▶ [The exercise] Return each line below that contains the word "potted", copying it in full.

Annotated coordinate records
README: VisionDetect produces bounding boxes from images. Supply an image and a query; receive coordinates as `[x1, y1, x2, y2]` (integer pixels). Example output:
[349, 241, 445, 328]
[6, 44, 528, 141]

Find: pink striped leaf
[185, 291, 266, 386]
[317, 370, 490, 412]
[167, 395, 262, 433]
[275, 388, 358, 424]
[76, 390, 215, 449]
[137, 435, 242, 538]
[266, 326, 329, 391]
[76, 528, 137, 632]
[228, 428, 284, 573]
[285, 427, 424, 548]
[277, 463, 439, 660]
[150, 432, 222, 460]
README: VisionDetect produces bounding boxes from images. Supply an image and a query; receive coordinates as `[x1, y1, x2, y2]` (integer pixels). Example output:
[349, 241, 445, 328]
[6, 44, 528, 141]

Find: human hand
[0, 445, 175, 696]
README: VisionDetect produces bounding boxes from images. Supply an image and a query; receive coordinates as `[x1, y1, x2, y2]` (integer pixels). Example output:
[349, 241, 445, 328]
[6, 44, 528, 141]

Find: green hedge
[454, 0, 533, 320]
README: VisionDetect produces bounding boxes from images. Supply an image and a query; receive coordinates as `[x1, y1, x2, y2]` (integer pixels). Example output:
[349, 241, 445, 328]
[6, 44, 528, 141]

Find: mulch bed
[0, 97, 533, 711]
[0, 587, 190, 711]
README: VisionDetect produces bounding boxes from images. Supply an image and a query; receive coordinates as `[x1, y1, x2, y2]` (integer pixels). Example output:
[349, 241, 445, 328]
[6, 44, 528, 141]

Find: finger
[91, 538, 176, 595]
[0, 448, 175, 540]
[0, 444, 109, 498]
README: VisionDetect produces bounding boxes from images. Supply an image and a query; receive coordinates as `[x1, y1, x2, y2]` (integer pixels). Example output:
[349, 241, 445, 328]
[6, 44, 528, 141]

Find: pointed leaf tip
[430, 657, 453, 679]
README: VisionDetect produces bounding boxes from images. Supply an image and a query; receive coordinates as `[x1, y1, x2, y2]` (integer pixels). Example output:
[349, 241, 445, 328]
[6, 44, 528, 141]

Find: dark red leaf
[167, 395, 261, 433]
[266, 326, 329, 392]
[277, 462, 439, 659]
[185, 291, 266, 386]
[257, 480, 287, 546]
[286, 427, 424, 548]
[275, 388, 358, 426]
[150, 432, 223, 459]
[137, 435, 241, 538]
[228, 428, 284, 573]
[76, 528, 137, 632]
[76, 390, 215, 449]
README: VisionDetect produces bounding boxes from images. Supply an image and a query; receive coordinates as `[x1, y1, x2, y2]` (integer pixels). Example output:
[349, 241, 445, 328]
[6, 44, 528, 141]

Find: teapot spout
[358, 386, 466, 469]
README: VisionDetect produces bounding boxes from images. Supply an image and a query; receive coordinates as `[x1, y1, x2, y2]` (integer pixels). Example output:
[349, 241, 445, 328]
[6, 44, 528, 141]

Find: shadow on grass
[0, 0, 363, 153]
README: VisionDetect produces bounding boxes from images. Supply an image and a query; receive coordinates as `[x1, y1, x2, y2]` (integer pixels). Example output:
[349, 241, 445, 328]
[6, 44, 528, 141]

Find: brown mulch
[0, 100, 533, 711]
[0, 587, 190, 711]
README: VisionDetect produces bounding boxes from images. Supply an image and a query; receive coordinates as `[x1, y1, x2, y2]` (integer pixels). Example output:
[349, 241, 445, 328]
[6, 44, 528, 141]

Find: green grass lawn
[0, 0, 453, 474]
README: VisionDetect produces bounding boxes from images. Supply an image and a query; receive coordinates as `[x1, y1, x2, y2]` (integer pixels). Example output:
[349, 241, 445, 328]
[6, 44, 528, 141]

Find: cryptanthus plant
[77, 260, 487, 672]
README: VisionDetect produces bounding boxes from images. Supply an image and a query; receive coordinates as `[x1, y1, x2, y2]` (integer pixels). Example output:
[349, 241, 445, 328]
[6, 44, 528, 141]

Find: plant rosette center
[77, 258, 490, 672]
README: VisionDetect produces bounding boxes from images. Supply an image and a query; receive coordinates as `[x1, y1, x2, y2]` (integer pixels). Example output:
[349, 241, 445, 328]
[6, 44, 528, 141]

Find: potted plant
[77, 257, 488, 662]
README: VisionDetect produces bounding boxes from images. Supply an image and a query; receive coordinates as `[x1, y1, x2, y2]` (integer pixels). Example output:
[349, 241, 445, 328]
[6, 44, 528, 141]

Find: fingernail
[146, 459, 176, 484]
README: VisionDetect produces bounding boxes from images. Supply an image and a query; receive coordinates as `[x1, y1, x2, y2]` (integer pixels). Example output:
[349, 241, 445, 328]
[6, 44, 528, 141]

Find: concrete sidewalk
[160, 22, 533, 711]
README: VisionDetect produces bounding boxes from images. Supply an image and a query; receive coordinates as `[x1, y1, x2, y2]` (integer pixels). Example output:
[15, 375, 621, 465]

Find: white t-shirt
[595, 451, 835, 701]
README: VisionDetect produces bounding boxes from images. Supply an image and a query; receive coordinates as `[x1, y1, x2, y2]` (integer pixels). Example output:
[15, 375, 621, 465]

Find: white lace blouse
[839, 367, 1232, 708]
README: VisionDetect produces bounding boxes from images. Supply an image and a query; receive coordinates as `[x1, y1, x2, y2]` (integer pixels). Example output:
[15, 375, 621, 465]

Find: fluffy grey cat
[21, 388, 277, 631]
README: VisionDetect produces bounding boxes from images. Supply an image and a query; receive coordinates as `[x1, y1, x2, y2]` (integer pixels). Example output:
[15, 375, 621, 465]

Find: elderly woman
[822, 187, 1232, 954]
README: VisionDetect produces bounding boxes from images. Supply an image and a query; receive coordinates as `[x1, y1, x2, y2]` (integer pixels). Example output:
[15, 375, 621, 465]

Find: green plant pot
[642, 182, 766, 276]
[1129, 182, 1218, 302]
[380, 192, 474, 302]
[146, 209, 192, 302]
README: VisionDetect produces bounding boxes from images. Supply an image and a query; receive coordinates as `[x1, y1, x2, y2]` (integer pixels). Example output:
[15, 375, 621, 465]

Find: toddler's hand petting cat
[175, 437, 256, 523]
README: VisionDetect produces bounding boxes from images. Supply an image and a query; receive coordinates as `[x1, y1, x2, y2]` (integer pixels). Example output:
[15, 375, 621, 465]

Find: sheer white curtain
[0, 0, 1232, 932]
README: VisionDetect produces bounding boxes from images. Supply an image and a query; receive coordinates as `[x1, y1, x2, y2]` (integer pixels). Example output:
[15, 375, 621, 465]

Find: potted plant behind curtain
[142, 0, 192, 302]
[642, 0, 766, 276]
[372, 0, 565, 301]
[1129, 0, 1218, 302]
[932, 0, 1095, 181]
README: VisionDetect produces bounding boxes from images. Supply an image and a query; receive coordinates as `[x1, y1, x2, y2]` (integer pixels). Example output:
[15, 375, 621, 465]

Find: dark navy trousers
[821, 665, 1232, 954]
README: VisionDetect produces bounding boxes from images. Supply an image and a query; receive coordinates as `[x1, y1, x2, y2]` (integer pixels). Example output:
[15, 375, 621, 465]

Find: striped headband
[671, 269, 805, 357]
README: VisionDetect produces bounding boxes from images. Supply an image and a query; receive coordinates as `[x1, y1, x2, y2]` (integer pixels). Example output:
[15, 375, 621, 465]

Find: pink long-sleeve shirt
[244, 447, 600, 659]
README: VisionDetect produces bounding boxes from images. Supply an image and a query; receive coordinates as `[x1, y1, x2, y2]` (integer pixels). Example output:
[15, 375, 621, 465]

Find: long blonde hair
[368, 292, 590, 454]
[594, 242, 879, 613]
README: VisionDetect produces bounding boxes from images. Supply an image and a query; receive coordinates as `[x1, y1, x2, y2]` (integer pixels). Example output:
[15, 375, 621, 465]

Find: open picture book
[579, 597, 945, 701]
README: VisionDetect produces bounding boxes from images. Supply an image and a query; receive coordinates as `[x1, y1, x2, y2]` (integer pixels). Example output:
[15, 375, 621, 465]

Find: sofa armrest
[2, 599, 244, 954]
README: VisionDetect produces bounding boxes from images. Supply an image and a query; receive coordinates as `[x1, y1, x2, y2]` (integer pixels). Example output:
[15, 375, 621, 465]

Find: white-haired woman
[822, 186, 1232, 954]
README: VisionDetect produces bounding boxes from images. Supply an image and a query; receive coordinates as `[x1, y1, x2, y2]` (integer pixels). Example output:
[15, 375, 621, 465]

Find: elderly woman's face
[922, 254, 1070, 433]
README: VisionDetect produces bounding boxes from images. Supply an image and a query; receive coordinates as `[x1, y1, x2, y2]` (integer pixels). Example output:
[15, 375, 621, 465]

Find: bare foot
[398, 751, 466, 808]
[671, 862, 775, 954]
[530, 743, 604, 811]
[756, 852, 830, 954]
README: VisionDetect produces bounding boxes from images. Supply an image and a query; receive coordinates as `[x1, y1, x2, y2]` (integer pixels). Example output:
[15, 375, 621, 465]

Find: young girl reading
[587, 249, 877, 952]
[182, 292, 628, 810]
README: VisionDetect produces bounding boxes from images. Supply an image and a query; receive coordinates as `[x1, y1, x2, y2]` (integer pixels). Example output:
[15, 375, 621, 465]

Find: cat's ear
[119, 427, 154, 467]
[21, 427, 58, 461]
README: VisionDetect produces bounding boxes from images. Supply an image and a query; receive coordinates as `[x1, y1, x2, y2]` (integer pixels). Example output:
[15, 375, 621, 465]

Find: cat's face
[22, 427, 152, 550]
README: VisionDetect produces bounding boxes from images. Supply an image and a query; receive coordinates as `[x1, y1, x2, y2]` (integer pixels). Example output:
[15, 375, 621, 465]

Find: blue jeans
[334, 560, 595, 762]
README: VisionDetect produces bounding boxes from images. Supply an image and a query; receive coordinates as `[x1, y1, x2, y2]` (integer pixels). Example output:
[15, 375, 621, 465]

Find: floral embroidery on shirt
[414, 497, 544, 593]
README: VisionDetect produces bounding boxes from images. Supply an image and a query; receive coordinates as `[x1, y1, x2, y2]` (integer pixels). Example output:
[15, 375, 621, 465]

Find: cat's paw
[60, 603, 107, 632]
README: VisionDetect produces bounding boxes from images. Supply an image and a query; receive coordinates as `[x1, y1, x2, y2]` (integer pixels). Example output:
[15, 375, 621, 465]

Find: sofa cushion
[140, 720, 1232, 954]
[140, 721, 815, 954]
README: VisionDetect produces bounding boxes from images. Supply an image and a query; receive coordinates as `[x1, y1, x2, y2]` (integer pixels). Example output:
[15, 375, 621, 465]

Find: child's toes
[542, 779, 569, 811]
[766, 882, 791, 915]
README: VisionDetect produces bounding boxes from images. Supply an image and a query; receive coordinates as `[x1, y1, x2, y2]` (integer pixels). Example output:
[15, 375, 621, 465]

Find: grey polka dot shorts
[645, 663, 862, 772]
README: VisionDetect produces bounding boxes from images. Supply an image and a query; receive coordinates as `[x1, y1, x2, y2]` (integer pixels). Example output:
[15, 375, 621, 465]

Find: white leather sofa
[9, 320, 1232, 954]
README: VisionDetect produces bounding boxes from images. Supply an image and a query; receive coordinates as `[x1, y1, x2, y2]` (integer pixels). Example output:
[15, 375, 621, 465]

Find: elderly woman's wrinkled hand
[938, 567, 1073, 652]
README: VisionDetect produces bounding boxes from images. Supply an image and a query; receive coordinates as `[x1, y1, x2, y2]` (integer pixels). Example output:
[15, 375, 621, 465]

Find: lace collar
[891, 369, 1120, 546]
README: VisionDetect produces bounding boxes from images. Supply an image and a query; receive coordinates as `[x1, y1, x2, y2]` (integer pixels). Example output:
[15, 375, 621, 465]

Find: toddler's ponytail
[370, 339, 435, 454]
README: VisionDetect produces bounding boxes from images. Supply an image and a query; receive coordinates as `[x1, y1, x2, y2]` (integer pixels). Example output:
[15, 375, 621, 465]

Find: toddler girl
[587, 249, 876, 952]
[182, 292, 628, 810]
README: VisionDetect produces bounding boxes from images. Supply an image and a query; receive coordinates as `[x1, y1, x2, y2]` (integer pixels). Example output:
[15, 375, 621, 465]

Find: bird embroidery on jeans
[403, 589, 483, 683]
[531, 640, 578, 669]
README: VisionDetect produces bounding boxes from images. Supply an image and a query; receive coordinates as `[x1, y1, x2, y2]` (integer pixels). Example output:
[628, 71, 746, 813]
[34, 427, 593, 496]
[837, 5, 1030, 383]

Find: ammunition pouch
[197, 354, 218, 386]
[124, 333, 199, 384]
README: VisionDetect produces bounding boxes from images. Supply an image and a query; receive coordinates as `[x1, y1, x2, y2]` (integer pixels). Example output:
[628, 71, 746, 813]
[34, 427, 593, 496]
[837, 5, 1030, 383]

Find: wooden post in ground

▶ [Right answer]
Find: potted plant
Find: potted plant behind curtain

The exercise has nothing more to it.